# Yo Zuri Bonita ?



## Letts GO (Aug 15, 2012)

Anyone using the Yo Zuri Bonita's? Trolled one for the first time a couple weeks back with no luck


----------



## Gamefish27 (Nov 13, 2009)

Like $22 at half hitch tackle


----------



## wackydaddy (Jul 24, 2009)

Was $30 a few days ago at half hitch, I trolled one briefly on Wednesday with no luck, had a hit on a stretch before the yo-zuri. But after just talking to my buddy who trolls them, you should fast troll the Yo-Zuri, kinda hard to do that with a stretch. I was probably going too slow for it to be effective. Next time I'll pick up the speed.


----------



## Aquahollic (Sep 24, 2009)

I pull one almost every time out


----------



## billin (Oct 14, 2007)

*bonita*

yes igeneral will run one short in my spread off the corner when i am pulling plastics for Wahoo. they work very will had the best luck on purple and black.


----------



## sailor (Oct 29, 2007)

I always have one and it's usually in my spread if wahoo are around.


----------



## Letts GO (Aug 15, 2012)

Thanks for the responses , Was going to try it again this weekend but chased keeper jacks all day. Alot of 29inchers out there for sure.


----------



## D35 (Jun 29, 2011)

wackydaddy said:


> Was $30 a few days ago at half hitch, I trolled one briefly on Wednesday with no luck, had a hit on a stretch before the yo-zuri. But after just talking to my buddy who trolls them, you should fast troll the Yo-Zuri, kinda hard to do that with a stretch. I was probably going too slow for it to be effective. Next time I'll pick up the speed.


What speed are you trolling the Yo-Zuri?


----------



## bigrick (Sep 29, 2010)

::::::

_Set tasks_:
**1)** List each different username shown in a post heading of the Yo Zuri Bonita thread, giving each name once.
**2)** Put this sentence from the Yo Zuri Bonita thread into Spanish: "I always have one and it's usually in my spread if wahoo are around."
**3)** Retype the Yo Zuri Bonita thread, starting with "## D35 (Jun" and going on through "trolling the Yo-Zuri?".
These rows are separate material, not part of the thread.

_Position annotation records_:
::::::

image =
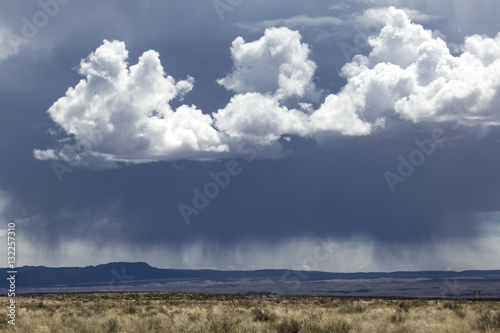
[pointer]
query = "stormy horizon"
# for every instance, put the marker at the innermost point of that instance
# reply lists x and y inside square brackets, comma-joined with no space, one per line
[336,136]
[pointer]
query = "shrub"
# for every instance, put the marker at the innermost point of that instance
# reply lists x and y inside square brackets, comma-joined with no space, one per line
[288,326]
[111,326]
[397,317]
[350,308]
[260,315]
[488,322]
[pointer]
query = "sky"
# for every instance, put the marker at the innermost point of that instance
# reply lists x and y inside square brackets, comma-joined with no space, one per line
[341,136]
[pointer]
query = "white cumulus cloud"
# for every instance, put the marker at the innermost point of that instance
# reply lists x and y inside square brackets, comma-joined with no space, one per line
[278,63]
[122,113]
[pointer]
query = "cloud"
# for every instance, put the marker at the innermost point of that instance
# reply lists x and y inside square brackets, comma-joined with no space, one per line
[413,74]
[259,118]
[121,113]
[294,22]
[278,63]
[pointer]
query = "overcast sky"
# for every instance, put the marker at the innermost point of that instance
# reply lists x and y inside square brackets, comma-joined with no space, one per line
[235,134]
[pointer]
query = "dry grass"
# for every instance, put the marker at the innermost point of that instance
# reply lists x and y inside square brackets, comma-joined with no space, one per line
[177,312]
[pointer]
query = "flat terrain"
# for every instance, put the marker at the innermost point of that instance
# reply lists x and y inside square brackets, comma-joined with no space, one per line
[187,312]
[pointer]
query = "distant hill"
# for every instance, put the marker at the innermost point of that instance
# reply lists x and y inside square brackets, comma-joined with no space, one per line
[141,276]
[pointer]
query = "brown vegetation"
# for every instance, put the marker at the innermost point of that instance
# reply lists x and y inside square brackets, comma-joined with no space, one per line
[178,312]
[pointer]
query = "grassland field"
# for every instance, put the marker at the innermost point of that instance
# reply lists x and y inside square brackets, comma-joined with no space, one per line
[136,312]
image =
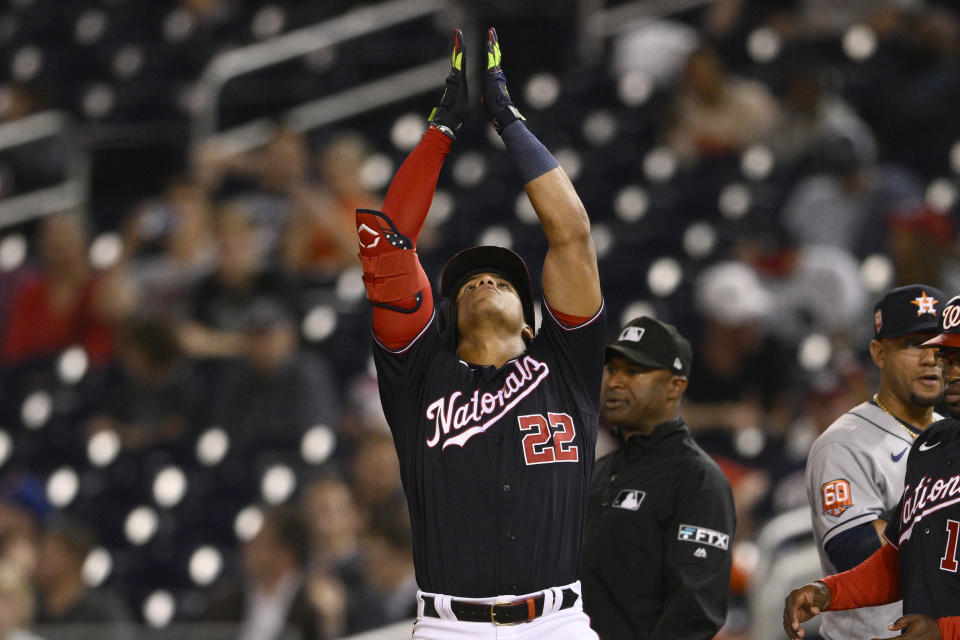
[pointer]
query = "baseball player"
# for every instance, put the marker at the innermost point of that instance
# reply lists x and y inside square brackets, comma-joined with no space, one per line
[495,425]
[660,519]
[854,473]
[920,563]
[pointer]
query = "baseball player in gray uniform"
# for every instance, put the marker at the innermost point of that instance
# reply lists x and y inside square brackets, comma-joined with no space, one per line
[855,469]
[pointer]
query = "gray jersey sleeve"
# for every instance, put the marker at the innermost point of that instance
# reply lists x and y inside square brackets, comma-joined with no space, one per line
[844,487]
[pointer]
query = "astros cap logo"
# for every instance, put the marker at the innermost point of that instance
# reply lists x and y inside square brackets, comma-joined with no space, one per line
[925,304]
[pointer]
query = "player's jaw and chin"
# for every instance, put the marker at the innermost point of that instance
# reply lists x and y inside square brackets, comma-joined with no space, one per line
[488,307]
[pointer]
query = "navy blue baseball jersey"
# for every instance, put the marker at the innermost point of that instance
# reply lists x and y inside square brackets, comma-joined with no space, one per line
[927,526]
[496,463]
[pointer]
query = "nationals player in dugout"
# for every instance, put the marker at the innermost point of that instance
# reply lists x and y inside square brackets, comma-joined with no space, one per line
[920,564]
[854,473]
[495,427]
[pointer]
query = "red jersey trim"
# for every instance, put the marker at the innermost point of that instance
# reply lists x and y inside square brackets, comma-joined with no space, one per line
[412,340]
[920,516]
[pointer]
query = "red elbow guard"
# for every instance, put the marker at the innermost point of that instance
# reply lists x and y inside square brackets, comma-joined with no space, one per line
[390,263]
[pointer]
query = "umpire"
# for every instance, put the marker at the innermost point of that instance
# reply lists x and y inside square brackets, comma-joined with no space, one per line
[660,517]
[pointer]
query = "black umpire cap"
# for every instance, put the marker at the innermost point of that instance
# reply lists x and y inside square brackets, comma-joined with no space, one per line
[914,308]
[652,343]
[489,259]
[949,328]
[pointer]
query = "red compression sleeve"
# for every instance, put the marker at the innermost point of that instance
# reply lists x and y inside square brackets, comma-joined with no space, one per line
[411,191]
[949,627]
[407,203]
[874,581]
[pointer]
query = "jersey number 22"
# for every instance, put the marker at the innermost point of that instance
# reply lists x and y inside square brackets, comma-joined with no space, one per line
[548,438]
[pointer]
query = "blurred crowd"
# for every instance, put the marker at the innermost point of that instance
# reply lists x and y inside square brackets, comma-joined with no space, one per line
[796,157]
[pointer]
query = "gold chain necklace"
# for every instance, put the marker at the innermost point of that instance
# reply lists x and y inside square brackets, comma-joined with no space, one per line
[876,399]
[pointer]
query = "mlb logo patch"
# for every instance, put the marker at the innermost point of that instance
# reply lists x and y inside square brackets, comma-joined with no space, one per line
[629,499]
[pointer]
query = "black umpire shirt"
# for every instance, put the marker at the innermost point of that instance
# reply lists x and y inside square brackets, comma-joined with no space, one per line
[926,531]
[657,552]
[496,463]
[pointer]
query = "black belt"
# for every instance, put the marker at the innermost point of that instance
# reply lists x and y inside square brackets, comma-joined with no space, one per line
[522,610]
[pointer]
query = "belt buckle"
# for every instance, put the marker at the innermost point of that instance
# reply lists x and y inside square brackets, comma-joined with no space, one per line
[529,602]
[493,616]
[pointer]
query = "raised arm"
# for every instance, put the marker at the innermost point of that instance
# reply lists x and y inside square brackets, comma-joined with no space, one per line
[571,282]
[395,281]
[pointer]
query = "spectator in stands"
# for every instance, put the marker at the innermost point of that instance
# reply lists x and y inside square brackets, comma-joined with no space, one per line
[740,379]
[152,393]
[811,116]
[296,215]
[319,239]
[388,564]
[337,561]
[64,597]
[270,595]
[813,288]
[182,223]
[23,510]
[738,398]
[375,473]
[335,523]
[716,113]
[60,295]
[220,304]
[852,203]
[278,391]
[16,604]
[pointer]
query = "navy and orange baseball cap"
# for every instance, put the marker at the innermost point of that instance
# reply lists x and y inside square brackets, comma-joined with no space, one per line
[914,308]
[949,326]
[489,259]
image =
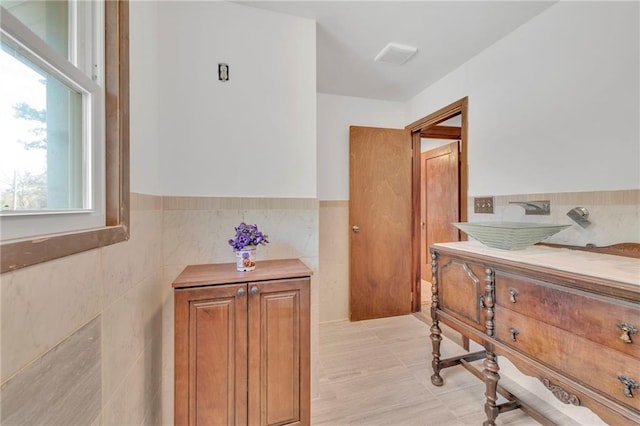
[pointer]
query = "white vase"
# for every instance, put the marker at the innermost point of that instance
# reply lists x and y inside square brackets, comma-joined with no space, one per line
[246,259]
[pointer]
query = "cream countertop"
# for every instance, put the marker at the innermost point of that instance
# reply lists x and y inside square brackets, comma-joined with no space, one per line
[615,268]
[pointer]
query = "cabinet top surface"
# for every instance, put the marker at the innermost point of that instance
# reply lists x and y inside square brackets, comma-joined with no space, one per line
[225,273]
[604,266]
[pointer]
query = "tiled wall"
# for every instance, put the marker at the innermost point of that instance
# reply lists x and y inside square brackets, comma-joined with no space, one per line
[88,339]
[615,217]
[197,229]
[81,336]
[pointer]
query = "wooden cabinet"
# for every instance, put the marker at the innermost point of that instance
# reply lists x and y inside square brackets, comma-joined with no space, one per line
[578,334]
[242,345]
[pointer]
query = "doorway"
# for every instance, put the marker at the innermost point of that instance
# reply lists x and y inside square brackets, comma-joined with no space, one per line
[439,187]
[385,244]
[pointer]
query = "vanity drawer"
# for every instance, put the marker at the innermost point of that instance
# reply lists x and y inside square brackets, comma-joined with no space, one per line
[590,363]
[597,318]
[460,287]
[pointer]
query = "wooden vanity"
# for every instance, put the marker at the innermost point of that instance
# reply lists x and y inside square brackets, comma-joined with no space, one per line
[242,344]
[569,318]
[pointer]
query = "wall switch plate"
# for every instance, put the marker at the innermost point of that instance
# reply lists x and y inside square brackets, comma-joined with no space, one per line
[483,204]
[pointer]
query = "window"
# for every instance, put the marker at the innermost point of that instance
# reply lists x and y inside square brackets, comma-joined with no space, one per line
[65,188]
[51,103]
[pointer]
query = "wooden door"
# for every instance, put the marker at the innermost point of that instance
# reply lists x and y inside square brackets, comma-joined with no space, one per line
[440,183]
[380,220]
[279,336]
[211,355]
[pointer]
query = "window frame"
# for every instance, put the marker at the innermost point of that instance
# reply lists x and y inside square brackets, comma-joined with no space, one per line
[27,252]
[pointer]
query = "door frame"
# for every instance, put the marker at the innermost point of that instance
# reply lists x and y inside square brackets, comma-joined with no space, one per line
[458,107]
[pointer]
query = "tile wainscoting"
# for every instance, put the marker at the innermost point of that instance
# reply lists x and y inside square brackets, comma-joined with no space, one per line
[197,230]
[81,336]
[107,314]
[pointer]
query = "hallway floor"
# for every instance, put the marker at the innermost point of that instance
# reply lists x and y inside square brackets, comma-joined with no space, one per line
[377,372]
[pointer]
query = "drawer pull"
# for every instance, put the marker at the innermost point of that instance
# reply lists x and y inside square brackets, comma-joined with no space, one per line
[629,385]
[627,331]
[514,332]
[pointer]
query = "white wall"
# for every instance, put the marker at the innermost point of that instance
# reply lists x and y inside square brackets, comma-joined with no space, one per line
[335,115]
[253,136]
[554,106]
[144,99]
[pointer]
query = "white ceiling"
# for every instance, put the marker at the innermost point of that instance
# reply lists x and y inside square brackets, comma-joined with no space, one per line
[447,34]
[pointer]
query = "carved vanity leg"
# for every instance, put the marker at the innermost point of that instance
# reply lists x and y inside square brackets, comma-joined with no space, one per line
[491,378]
[436,338]
[436,333]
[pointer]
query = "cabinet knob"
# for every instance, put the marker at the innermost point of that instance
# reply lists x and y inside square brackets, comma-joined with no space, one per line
[514,332]
[627,331]
[629,385]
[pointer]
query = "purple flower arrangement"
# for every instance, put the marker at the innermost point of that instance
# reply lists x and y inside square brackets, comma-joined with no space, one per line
[248,235]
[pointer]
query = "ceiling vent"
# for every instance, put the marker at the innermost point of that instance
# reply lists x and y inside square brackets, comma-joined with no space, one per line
[394,53]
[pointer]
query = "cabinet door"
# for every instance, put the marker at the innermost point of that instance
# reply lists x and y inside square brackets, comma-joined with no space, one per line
[211,355]
[279,352]
[460,287]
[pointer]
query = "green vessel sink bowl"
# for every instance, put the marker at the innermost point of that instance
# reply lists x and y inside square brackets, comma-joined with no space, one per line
[509,235]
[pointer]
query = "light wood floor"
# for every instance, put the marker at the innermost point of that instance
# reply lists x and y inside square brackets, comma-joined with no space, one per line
[377,372]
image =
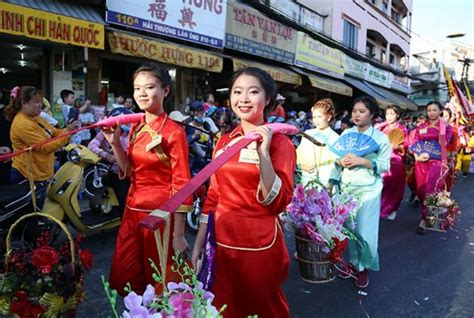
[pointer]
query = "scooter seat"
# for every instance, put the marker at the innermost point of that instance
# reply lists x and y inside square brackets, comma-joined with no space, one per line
[12,193]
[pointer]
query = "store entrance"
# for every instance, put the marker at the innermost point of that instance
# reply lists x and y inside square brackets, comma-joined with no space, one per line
[20,65]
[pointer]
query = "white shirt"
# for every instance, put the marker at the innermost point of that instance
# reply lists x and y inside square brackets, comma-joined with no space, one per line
[65,110]
[86,119]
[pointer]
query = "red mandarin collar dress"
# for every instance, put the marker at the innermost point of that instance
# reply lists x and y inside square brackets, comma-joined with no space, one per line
[155,175]
[251,261]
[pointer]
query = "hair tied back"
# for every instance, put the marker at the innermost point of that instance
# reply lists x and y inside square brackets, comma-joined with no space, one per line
[14,91]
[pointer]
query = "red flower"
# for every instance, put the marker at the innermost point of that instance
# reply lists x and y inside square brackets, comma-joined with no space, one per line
[336,254]
[23,308]
[45,258]
[86,258]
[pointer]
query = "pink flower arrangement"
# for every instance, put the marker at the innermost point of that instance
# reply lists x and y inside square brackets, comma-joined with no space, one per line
[181,300]
[317,215]
[441,206]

::::::

_The solutions_:
**1)**
Letts GO
Gamefish27
wackydaddy
Aquahollic
billin
sailor
D35
bigrick

**2)** Siempre llevo uno y normalmente está en mi despliegue de señuelos si hay wahoos por la zona.

**3)**
## D35 (Jun 29, 2011)

wackydaddy said:


> Was $30 a few days ago at half hitch, I trolled one briefly on Wednesday with no luck, had a hit on a stretch before the yo-zuri. But after just talking to my buddy who trolls them, you should fast troll the Yo-Zuri, kinda hard to do that with a stretch. I was probably going too slow for it to be effective. Next time I'll pick up the speed.


What speed are you trolling the Yo-Zuri?